* [Problem statement]: Please reproduce the data below exactly, from the first line through the line containing "POINT: one per instance on the yellow", and leave every later line out.

* [Extracted records]:
BEGIN

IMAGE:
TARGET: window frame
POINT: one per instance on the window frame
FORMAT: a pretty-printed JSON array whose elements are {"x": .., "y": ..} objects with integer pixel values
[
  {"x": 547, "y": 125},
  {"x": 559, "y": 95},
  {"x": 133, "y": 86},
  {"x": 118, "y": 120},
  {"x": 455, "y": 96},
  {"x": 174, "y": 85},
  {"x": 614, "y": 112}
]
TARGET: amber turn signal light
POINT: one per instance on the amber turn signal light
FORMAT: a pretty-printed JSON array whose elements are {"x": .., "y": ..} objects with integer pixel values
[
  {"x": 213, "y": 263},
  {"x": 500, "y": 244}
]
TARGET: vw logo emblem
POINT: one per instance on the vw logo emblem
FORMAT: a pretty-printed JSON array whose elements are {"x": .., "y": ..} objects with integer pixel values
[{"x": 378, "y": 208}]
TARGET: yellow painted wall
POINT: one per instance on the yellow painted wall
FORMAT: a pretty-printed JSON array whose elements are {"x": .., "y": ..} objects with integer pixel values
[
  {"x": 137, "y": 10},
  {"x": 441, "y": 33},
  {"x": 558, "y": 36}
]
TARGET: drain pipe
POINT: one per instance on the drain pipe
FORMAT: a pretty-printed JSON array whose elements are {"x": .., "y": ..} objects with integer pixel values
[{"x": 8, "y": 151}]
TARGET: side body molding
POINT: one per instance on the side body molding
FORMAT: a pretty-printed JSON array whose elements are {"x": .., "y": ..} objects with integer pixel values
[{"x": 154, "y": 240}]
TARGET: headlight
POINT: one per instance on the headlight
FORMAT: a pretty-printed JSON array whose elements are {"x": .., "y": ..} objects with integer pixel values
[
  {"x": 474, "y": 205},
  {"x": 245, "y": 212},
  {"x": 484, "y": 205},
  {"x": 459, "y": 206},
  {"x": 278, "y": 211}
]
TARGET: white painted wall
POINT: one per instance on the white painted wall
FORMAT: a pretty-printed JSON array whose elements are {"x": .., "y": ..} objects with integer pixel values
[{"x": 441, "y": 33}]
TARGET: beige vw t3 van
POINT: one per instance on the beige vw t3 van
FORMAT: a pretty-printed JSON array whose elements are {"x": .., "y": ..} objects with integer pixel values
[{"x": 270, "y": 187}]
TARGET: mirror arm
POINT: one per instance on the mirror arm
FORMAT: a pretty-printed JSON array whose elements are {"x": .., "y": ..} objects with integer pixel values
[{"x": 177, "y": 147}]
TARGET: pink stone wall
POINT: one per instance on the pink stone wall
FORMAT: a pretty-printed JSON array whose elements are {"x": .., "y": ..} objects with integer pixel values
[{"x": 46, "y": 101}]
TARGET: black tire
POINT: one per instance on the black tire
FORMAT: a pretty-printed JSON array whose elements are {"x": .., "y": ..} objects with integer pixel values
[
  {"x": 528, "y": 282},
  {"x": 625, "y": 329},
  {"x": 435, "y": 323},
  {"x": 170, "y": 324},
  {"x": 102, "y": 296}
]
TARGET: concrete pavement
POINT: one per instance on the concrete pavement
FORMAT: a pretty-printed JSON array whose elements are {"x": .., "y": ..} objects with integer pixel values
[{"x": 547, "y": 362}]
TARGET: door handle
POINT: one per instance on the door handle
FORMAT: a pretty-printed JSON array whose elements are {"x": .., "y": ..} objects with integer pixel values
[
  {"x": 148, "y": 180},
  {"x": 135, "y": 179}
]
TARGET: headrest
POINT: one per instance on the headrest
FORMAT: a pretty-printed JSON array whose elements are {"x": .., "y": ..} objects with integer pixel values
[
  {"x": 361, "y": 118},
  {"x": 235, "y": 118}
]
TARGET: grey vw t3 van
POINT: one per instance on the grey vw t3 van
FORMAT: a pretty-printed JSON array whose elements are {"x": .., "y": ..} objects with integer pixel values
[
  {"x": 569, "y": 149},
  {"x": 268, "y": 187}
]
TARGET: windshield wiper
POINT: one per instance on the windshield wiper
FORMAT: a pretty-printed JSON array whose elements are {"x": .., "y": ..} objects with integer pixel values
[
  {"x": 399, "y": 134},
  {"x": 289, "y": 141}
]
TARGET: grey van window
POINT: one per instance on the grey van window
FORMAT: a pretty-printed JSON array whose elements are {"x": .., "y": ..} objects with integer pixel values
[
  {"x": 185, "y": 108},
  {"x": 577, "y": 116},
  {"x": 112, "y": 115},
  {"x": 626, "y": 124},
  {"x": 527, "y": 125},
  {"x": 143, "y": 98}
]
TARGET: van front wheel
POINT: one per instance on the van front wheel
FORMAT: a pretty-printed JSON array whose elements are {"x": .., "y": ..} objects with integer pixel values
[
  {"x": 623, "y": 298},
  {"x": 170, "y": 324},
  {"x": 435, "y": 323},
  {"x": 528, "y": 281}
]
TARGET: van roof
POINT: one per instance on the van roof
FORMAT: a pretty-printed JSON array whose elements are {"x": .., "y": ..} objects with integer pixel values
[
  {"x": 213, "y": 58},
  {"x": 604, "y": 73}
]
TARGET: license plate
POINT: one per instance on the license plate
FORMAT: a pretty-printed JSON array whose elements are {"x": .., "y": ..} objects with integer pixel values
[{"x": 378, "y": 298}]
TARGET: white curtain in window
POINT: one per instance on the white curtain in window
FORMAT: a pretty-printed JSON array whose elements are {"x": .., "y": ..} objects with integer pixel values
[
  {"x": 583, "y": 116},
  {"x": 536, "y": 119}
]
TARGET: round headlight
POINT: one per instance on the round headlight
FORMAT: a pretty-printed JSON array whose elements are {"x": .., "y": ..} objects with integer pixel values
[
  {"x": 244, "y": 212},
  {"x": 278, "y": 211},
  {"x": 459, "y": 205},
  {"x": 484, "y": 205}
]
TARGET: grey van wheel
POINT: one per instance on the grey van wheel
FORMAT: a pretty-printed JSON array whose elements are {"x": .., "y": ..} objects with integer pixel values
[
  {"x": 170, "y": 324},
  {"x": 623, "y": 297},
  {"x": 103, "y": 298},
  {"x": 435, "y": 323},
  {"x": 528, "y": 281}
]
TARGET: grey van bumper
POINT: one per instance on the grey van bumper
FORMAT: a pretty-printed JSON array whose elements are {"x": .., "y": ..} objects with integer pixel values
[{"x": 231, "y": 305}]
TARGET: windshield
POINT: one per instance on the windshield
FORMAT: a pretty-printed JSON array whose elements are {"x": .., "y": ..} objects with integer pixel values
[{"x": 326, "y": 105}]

END

* [Your response]:
IMAGE:
TARGET: window frame
POINT: one per instance on the window frame
FORMAT: a pretty-printed JSON array whose elements are {"x": .., "y": ..} objects with integer pixel values
[
  {"x": 547, "y": 125},
  {"x": 559, "y": 95},
  {"x": 133, "y": 86},
  {"x": 118, "y": 120},
  {"x": 455, "y": 96},
  {"x": 174, "y": 85},
  {"x": 614, "y": 112}
]
TARGET: amber turn signal light
POINT: one per instance on the amber turn signal light
FORMAT: a pretty-printed JSON array whose elements are {"x": .., "y": ..} objects with integer pixel values
[
  {"x": 213, "y": 263},
  {"x": 500, "y": 244}
]
TARGET: vw logo emblem
POINT: one per instance on the vw logo emblem
FORMAT: a pretty-printed JSON array whose elements are {"x": .., "y": ..} objects with integer pixel values
[{"x": 378, "y": 208}]
TARGET: yellow painted wall
POINT: one per instance on the yellow painted wall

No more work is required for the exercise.